■ Stated goal a ■
Which parties are named in the case titles of the bad faith case summaries?

■ Passage shown ■
◆ ◆ ◆ ◆ ◆

Monthly Archive for November, 2007

Page 2 of 2

NOVEMBER 2007 BAD FAITH CASES BAD FAITH LAW INAPPLICABLE TO REINSURANCE AGREEMENTS (Middle District)

    

In Gaffer Ins. Co. v. Discover Reinsurance Co., the court found that the bad faith statute and common law claim for breach of the implied covenant of good faith did not apply to reinsurance agreements between sophisticated parties.

Date of Decision:  October 10, 2007

Gaffer Ins. Co. v. Discover Reinsurance Co., No. 07-580, 2007 U.S. Dist. LEXIS 75259 (M.D. Pa. October 10, 2007) (Caputo, J.)

L.A.
    

NOVEMBER 2007 BAD FAITH CASES
RESERVES NOT DISCOVERABLE WHERE CLAIM DENIED; ATTORNEY-CLIENT PRIVILEGE NOT WAIVED BY AFFIRMATIVE DEFENSE BUT ADVICE OF COUNSEL NOT RAISED (Philadelphia Federal

In Oak Lane Printing & Letter Service v. Atlantic Mutual Ins. Co., defendants stated that they were not asserting an advice of counsel defense.  Plaintiffs claimed that by simply answering the complaint by defendants alleging that they acted reasonably and in compliance with the law that attorney-client communications during the claim adjustment period were discoverable.  The court disagreed, finding that in simply pleading that it did nothing unreasonable, absent an advice of counsel defense, attorney client communications were not put in issue by the carrier on the basis that these communications go to the carrier’s state of mind on why it believed it was acting in good faith.

In addition, the court stated that there was no automatic right to discover reserve information, but this had to be relevant to the claim, e.g., where there is a dispute over the value of the claim or a failure to settle.  Since neither was at issue in this case, discovery of reserves was not permitted.Date of Decision June 13, 2007

Oak Lane Printing & Letter Service v. Atlantic Mutual Ins. Co., No. 04-3301, 2007 U.S. Dist. LEXIS 42923 (E.D. Pa. June 13, 2007) (Tucker, J.)

L.A.

◆ ◆ ◆ ◆ ◆

■ Data rows ■

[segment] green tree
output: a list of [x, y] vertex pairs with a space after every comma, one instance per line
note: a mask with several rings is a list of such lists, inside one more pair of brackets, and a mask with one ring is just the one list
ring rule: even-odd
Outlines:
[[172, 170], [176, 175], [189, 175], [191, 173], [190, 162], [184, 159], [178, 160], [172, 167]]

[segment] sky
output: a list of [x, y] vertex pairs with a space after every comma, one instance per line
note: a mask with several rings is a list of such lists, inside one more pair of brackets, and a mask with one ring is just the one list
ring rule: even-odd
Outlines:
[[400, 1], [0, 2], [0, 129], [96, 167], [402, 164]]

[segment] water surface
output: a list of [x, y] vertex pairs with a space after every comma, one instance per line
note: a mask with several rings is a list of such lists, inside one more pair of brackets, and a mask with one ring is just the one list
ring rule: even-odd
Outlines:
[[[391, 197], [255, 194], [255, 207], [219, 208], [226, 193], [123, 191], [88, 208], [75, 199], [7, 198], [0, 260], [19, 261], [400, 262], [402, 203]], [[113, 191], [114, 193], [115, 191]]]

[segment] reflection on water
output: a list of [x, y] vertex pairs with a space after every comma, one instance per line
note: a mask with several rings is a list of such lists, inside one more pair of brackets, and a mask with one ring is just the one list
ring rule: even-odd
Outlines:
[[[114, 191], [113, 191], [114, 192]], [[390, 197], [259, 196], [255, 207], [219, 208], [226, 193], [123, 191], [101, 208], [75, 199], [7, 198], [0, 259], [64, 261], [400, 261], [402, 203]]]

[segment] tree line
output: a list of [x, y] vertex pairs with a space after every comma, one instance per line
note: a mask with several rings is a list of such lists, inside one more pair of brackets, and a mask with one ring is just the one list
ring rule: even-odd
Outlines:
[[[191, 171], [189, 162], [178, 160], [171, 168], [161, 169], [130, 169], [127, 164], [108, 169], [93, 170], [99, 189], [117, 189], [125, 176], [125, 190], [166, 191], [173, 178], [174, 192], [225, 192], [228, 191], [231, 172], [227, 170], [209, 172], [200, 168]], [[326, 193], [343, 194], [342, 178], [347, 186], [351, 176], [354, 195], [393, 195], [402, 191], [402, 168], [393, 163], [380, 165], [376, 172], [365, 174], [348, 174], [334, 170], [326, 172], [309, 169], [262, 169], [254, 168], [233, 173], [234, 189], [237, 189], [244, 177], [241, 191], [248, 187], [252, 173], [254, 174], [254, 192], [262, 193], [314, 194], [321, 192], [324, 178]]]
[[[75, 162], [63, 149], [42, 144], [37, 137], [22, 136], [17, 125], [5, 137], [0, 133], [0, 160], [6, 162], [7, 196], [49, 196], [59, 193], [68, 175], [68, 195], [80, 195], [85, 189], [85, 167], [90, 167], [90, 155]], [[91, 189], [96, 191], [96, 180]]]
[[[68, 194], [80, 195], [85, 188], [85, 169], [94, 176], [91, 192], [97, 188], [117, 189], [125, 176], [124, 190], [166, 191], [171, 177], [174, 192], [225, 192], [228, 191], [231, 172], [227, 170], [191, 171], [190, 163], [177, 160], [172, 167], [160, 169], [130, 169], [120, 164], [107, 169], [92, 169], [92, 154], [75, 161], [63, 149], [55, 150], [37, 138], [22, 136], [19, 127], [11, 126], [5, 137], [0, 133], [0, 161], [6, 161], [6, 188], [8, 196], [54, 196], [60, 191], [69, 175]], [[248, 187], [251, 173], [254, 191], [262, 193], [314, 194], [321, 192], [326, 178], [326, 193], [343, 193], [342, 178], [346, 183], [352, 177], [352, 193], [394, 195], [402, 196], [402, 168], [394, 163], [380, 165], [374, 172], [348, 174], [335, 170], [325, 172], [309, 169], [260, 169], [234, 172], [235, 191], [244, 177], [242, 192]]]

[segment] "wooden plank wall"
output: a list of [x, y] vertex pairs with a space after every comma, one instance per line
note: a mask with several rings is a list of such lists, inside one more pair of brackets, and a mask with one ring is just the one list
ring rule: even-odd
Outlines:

◆ ◆ ◆ ◆ ◆

■ Stated goal b ■
In the records, reproduce the stretch from the line containing "[segment] sky" through the line containing "261], [402, 203]]]", substituting "nonzero" for "even-odd" and leaving everything else unchanged. Return only those lines.

■ Response a ■
- Gaffer Ins. Co.
- Discover Reinsurance Co.
- Oak Lane Printing & Letter Service
- Atlantic Mutual Ins. Co.

■ Response b ■
[segment] sky
output: a list of [x, y] vertex pairs with a space after every comma, one instance per line
note: a mask with several rings is a list of such lists, inside one more pair of brackets, and a mask with one ring is just the one list
ring rule: nonzero
Outlines:
[[400, 1], [0, 2], [0, 129], [96, 167], [402, 164]]

[segment] water surface
output: a list of [x, y] vertex pairs with a space after every comma, one instance per line
note: a mask with several rings is a list of such lists, inside one more pair of brackets, and a mask with one ring is just the one list
ring rule: nonzero
Outlines:
[[[391, 197], [255, 194], [255, 207], [219, 208], [226, 193], [123, 191], [88, 208], [75, 199], [7, 198], [0, 260], [19, 261], [400, 262], [402, 203]], [[113, 191], [114, 193], [115, 191]]]

[segment] reflection on water
output: a list of [x, y] vertex pairs with a space after every comma, one instance per line
note: a mask with several rings is a list of such lists, inside one more pair of brackets, and a mask with one ring is just the one list
ring rule: nonzero
Outlines:
[[[114, 191], [113, 191], [114, 192]], [[390, 197], [259, 196], [255, 207], [219, 208], [226, 193], [123, 191], [101, 208], [75, 199], [7, 198], [0, 259], [64, 261], [400, 261], [402, 203]]]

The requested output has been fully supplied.